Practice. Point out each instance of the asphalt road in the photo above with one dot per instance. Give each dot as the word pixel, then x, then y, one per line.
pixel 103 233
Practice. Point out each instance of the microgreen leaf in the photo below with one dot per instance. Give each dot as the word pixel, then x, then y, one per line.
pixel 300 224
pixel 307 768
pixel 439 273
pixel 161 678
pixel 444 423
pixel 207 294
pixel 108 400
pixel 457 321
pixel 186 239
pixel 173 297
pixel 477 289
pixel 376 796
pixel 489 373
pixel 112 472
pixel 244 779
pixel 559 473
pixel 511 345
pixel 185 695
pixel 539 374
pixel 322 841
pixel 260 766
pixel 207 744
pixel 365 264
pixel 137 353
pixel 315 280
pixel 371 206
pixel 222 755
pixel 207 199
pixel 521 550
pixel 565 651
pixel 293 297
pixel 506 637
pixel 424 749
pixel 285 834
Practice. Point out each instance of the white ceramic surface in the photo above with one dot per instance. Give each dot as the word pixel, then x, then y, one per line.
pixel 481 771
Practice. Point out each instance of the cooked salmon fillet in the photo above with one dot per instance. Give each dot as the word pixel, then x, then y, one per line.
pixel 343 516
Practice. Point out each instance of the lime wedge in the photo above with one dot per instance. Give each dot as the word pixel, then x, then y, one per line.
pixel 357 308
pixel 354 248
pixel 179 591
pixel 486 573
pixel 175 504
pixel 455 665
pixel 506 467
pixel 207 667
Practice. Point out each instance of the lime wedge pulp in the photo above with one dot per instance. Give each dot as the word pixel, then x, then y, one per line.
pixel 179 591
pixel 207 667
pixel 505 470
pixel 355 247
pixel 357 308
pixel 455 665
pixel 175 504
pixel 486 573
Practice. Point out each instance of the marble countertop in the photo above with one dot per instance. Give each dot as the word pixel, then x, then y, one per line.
━━━━━━━━━━━━━━━━━━━━━━━━━━━━━━
▶ _SHORT TASK_:
Write out the material verbatim, from the line containing "Practice. Point out each instance of the white" up to and including the last line of the material.

▶ _EXERCISE OUTPUT_:
Practice. Point out each instance of the white ceramic surface in the photo above with one dot per instance. Give each dot as the word pixel, then x, then y, one per line.
pixel 481 771
Practice. Point out each instance of the cooked salmon fillet in the photo above with one dot per instance. Give each dot as the word pixel, then x, then y, one per line.
pixel 343 516
Practice. Point out each instance of the lime wedge in the photo above with one dot per instance. Give each dot as the word pixel, then x, then y, one per line.
pixel 357 308
pixel 354 248
pixel 179 591
pixel 486 573
pixel 175 504
pixel 455 665
pixel 506 467
pixel 207 667
Practice. Point out each instance of the lime wedge pulp in the photo above with one dot per instance. Give each dot as the word pixel, then x, then y, one per line.
pixel 179 591
pixel 207 667
pixel 505 470
pixel 355 247
pixel 357 308
pixel 455 665
pixel 175 504
pixel 486 573
Practice. Point out each instance of the marble countertop in the photo above with one dot per instance. Give each dot as the word pixel, then x, then y, one per line.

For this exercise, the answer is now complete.